Task prompt.
Count the lines in the rows below that contain the string "floor", treating uppercase and lowercase as different, and give only the number.

Point annotation rows
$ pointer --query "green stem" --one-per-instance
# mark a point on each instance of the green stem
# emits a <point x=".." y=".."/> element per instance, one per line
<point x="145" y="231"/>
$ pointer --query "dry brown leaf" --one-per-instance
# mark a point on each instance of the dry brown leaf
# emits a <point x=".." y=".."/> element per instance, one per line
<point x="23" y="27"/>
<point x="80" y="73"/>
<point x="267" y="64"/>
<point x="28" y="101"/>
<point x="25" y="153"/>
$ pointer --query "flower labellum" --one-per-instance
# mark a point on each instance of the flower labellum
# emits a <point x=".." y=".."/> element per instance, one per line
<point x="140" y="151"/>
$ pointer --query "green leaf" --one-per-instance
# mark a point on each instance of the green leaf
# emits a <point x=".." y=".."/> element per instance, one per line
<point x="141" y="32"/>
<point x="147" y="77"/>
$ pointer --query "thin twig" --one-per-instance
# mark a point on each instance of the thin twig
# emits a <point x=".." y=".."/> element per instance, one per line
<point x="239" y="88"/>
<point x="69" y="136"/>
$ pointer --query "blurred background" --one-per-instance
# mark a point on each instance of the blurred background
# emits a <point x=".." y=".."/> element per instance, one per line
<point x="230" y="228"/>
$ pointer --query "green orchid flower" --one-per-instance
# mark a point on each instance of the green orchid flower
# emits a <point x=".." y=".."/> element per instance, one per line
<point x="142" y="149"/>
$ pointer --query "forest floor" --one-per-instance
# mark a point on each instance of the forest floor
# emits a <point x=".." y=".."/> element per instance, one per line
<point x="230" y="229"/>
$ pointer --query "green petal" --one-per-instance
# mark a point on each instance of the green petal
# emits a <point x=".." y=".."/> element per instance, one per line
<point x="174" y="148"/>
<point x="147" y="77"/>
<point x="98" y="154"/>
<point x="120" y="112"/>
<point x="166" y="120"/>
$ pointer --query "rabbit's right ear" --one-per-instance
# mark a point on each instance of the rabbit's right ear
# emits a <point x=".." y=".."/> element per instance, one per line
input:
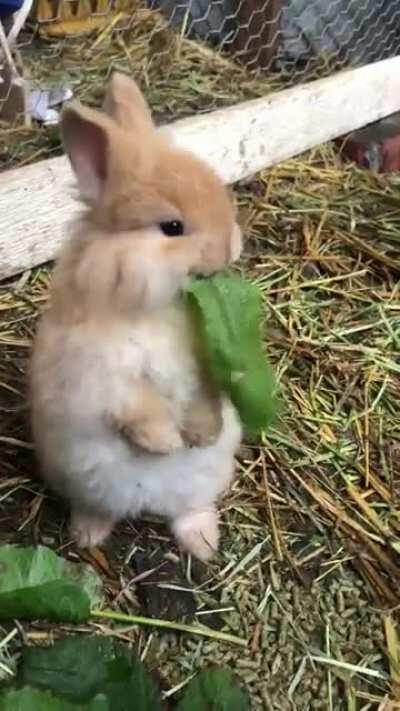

Task response.
2